→ Directive
Which lines of the records below contain the string "wing"? Gather and copy out each one, treating uppercase and lowercase letters as different.

Dataset excerpts on pointing at objects:
"""
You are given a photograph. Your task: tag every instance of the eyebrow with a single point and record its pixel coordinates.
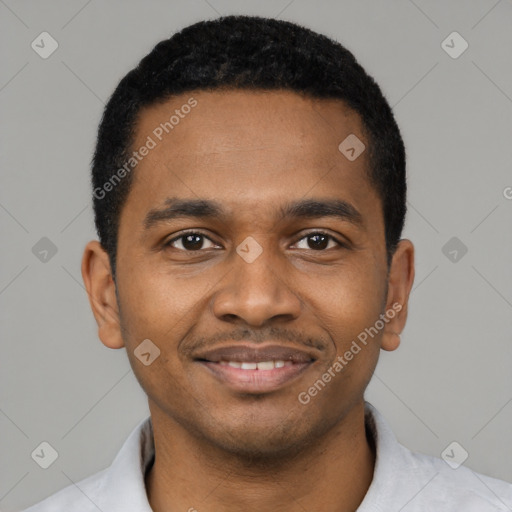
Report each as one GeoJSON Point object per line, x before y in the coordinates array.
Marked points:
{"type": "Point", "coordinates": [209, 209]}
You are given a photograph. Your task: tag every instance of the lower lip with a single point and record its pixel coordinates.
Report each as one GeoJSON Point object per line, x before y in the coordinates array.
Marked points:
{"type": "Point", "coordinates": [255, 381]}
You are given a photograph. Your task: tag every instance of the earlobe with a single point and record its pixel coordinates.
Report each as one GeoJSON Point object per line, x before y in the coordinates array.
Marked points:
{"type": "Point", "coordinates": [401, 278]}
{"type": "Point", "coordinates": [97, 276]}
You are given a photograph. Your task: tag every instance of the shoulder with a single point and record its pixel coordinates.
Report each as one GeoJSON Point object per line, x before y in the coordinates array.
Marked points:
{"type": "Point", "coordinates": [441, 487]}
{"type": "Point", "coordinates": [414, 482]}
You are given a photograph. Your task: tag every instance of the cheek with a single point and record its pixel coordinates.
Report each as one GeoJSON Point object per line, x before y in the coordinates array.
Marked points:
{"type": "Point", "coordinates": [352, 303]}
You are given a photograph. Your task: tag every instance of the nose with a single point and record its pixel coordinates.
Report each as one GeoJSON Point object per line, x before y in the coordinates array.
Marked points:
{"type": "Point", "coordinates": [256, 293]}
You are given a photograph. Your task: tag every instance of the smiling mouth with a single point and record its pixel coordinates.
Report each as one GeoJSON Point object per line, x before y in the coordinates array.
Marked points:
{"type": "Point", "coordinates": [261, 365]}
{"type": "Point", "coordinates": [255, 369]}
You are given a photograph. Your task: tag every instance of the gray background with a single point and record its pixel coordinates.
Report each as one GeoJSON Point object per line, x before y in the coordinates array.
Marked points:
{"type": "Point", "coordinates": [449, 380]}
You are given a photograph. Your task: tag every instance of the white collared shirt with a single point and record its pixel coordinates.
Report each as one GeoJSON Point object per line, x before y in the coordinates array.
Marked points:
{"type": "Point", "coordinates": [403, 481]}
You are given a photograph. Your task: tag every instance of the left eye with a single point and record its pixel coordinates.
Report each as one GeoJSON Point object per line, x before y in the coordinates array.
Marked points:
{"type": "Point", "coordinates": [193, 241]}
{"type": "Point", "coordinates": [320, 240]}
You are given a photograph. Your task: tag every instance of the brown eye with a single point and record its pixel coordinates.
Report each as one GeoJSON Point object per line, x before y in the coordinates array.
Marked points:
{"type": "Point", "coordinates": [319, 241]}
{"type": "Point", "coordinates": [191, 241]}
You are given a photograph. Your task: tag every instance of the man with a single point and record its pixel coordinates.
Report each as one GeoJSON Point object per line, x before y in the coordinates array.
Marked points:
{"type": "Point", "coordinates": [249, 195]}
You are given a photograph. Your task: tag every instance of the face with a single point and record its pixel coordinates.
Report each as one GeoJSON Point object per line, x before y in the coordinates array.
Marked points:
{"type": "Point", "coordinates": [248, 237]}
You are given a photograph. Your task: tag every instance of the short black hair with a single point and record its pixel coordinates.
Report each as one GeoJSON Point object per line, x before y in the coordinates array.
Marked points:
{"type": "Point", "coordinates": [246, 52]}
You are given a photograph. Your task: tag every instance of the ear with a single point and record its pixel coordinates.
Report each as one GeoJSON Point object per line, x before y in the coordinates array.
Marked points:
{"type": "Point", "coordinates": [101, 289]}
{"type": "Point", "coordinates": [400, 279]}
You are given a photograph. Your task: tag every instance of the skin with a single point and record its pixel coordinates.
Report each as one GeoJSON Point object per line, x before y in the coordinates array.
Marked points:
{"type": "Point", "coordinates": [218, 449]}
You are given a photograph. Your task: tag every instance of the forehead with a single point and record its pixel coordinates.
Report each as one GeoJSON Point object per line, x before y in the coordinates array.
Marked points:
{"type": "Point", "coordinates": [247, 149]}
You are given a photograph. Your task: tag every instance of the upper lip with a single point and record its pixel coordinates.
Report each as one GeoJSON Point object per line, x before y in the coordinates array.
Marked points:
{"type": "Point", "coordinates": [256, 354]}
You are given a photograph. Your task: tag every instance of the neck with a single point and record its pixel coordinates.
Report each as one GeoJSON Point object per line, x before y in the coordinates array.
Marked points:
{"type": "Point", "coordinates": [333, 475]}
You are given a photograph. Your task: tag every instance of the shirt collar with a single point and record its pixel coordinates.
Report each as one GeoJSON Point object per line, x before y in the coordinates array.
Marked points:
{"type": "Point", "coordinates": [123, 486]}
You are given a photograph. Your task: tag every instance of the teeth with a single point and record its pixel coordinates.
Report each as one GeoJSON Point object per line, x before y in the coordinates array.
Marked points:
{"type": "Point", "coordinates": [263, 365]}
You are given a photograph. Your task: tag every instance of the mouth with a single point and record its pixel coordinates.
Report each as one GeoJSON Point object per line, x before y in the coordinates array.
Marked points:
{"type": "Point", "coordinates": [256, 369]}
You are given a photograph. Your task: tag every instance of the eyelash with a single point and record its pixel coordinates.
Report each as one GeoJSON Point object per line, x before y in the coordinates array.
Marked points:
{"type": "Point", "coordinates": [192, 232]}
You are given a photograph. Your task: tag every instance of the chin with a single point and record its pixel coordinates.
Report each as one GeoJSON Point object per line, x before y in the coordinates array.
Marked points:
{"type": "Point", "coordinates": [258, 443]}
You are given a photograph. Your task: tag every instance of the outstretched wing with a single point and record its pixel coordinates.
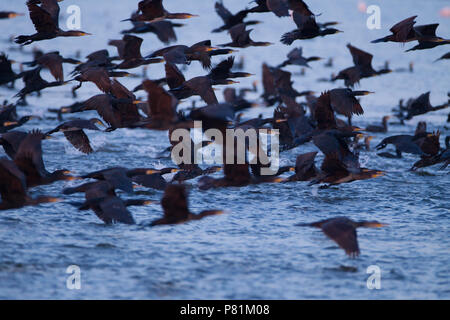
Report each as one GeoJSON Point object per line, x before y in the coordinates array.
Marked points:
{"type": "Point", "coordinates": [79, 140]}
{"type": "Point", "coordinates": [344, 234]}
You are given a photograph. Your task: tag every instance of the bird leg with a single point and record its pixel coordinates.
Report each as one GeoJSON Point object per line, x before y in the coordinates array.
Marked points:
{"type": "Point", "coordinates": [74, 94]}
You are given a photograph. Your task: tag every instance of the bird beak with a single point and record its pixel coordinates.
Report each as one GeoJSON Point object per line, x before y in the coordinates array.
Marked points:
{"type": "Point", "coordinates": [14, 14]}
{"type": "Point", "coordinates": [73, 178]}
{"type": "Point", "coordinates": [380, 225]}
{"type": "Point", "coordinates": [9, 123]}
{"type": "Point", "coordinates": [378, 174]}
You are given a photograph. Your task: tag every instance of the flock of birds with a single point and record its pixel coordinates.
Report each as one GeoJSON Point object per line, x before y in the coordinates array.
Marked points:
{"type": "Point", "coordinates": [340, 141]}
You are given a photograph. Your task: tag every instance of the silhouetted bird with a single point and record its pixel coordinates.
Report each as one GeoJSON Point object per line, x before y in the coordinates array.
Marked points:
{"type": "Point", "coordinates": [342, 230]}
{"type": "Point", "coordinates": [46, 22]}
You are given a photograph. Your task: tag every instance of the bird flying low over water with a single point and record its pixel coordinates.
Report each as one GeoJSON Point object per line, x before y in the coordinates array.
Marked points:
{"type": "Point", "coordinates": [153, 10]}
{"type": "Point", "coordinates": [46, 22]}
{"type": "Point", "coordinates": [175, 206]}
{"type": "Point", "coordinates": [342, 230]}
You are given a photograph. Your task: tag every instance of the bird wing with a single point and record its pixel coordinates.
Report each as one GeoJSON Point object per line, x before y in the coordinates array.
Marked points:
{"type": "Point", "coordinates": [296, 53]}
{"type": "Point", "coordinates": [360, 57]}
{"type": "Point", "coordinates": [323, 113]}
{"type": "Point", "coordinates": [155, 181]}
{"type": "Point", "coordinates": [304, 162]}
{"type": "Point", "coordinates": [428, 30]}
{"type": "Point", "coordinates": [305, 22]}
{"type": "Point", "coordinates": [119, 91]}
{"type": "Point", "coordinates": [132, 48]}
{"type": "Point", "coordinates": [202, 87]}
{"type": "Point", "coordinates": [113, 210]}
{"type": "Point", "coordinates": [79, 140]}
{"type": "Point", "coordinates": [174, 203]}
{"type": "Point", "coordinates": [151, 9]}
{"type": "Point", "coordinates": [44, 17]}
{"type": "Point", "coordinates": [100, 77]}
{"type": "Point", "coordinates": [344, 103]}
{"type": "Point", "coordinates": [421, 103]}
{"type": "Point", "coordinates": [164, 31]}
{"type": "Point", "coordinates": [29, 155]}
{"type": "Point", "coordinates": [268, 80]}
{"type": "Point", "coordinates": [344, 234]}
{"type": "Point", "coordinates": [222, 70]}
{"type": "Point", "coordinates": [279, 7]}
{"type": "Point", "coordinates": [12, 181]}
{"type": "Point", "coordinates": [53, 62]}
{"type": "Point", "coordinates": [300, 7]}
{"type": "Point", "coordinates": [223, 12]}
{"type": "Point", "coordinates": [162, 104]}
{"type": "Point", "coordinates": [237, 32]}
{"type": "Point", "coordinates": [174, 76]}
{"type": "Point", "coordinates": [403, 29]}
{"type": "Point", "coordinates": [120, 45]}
"""
"""
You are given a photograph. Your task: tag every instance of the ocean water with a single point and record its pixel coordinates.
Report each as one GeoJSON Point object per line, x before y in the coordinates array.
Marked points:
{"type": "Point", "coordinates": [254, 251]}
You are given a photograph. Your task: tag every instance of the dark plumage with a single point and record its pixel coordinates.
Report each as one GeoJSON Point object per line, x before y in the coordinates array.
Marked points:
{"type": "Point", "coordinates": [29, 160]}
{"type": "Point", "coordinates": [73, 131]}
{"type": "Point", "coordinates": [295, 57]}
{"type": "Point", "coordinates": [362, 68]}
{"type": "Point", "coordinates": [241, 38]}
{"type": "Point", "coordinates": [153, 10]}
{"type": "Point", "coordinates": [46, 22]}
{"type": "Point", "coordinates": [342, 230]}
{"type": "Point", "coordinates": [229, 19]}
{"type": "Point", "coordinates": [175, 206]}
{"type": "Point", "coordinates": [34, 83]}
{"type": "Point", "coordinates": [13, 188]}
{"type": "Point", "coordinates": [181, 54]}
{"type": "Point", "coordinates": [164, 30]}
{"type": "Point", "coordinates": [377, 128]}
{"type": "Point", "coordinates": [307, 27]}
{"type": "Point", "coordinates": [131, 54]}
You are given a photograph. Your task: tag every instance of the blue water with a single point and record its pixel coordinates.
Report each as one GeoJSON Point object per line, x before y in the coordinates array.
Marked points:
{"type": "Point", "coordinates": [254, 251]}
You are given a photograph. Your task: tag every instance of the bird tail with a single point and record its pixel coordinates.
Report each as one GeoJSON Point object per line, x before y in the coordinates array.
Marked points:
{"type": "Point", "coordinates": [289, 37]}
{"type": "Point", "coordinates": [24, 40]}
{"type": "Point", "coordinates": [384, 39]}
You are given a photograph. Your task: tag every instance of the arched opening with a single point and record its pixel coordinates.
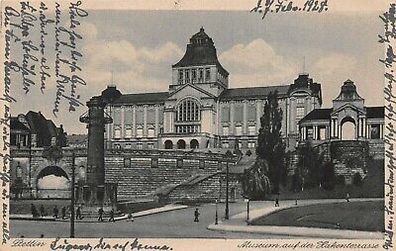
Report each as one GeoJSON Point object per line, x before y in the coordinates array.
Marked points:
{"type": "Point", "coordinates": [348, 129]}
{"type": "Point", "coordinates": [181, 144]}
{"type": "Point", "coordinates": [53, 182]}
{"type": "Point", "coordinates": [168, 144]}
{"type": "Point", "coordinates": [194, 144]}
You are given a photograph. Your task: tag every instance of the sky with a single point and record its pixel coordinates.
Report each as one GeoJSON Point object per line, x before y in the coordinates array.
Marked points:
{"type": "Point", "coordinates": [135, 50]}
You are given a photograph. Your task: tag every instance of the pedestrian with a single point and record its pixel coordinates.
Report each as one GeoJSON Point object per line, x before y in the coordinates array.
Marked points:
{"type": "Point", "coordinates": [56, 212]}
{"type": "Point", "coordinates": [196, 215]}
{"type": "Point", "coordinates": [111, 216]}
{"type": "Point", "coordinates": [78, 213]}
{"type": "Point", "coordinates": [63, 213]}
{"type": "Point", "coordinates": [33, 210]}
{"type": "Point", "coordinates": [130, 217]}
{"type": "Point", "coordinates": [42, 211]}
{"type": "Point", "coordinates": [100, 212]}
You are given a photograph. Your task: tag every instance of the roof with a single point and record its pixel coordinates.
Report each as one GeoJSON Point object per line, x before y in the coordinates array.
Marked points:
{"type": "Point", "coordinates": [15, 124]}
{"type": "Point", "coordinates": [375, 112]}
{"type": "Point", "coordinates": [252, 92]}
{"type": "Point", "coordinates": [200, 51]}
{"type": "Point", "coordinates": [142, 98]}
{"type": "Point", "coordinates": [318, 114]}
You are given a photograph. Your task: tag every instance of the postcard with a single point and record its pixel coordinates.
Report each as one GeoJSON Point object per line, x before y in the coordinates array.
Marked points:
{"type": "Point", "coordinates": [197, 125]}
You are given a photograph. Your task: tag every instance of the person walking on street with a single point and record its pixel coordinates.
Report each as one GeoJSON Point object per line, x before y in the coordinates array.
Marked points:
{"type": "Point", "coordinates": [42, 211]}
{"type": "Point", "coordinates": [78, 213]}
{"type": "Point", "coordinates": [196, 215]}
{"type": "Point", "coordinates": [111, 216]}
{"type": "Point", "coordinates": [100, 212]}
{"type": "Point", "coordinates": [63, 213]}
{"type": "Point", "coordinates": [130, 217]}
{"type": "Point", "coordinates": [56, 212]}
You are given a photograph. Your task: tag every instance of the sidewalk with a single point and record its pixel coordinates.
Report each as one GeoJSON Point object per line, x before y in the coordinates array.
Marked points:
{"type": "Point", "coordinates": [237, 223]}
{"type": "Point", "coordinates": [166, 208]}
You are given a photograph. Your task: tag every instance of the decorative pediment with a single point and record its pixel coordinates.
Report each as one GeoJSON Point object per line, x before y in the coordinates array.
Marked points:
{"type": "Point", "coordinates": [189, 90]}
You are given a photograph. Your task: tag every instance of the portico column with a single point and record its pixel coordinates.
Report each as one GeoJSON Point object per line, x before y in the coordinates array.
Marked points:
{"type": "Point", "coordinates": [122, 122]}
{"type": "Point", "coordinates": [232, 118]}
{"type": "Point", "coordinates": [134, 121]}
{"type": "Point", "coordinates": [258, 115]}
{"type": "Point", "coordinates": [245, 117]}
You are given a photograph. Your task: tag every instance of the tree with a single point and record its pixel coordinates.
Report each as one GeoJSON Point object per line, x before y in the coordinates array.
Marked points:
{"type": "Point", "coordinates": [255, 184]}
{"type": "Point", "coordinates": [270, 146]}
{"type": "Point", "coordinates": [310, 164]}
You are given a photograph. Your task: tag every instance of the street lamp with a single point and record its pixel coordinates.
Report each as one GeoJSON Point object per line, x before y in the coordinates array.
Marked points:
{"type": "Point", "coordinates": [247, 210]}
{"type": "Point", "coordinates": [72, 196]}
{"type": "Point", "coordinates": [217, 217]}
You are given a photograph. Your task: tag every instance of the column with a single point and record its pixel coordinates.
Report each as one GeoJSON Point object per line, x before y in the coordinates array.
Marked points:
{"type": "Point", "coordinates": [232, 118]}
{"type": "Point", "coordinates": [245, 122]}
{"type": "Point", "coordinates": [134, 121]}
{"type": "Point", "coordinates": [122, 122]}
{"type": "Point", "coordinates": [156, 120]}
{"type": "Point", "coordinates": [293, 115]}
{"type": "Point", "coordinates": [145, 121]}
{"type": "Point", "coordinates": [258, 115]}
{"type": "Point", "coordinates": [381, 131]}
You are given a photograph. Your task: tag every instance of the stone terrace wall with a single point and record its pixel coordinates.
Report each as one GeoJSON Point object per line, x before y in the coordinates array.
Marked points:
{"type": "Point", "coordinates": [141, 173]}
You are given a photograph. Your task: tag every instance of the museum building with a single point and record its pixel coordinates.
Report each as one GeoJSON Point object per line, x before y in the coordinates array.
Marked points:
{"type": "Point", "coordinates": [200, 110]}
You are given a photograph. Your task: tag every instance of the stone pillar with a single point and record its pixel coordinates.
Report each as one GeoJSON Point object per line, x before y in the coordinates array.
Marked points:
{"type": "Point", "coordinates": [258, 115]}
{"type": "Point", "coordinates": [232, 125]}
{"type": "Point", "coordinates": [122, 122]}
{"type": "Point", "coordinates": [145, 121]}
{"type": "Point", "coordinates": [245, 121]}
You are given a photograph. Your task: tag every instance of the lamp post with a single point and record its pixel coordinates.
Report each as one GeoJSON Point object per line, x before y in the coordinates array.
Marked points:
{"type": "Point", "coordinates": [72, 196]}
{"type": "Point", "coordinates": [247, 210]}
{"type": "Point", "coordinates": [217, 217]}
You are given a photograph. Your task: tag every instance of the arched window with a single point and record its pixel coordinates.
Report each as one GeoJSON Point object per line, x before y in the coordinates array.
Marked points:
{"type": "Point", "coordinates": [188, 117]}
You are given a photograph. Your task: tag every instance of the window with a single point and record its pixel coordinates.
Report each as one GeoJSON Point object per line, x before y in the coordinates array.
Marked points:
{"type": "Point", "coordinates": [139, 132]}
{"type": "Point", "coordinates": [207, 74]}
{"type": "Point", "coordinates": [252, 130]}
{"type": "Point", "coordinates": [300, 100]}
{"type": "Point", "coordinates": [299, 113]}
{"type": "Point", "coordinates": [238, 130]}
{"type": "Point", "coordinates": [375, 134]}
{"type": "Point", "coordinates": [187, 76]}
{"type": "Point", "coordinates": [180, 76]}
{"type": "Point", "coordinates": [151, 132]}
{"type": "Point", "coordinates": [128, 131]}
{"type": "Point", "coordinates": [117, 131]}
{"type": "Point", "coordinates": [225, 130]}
"""
"""
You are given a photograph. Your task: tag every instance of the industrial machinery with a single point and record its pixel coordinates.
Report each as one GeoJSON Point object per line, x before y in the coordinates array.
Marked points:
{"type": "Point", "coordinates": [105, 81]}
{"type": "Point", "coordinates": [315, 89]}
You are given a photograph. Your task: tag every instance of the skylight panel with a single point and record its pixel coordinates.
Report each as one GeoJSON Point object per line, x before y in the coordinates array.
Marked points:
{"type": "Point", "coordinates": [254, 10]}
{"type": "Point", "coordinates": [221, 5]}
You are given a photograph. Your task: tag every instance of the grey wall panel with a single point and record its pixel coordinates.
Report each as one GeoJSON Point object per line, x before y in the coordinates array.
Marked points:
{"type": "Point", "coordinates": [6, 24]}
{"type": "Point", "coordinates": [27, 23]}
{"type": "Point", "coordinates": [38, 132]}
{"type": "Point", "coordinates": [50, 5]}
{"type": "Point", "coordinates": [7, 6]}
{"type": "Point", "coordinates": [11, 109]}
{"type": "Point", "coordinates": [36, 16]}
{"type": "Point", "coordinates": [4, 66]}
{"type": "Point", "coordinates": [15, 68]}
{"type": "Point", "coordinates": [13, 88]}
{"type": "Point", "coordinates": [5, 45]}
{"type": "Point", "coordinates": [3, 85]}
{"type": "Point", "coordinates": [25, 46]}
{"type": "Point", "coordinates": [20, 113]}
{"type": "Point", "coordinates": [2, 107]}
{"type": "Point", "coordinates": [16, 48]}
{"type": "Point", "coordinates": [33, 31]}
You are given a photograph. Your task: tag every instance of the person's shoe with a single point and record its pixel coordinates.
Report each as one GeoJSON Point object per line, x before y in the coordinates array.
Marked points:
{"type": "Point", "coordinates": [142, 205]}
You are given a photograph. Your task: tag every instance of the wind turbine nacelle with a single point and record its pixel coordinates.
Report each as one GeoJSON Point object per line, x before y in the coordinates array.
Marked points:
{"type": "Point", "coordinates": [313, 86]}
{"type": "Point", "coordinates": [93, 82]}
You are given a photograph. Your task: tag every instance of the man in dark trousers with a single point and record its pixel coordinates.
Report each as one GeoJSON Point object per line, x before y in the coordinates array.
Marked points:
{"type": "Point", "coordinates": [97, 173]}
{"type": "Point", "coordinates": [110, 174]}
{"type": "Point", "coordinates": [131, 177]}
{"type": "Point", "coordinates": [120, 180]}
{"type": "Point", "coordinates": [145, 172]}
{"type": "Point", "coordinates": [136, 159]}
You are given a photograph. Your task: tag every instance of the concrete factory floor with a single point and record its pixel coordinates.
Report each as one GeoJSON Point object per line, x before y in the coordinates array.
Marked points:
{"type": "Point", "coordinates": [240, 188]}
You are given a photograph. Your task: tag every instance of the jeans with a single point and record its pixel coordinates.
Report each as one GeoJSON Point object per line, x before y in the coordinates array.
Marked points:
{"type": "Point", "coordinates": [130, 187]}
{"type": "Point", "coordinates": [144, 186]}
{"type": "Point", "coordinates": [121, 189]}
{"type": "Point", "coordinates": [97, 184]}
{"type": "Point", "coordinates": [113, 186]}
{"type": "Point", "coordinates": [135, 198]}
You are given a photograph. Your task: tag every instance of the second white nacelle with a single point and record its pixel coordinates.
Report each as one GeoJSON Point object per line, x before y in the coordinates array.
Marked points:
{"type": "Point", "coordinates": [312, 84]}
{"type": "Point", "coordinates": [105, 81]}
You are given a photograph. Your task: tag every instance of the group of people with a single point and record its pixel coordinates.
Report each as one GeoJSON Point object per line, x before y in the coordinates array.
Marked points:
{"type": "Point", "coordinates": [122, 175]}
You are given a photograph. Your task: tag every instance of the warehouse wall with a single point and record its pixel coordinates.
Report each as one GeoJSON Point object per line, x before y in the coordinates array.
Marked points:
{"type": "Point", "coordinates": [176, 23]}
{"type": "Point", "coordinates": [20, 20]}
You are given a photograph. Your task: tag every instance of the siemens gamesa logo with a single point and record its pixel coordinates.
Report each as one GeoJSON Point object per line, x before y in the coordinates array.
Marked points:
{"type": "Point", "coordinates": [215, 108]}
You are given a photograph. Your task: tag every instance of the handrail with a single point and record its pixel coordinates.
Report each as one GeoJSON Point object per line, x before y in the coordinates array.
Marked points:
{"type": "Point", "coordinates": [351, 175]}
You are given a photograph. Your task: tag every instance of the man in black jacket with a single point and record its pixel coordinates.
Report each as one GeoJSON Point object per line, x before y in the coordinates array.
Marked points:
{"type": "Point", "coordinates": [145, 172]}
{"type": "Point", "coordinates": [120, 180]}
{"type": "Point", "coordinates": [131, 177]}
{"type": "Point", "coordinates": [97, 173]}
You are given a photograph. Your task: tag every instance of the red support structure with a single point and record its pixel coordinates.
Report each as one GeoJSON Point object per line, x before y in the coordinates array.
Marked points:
"""
→ Output below
You are given a photograph. Your task: tag every instance of the outstretched wing with a single point and record its pixel coordinates.
You are given a photograph. Your task: tag every instance of the bird wing with a single point and record its pixel coordinates.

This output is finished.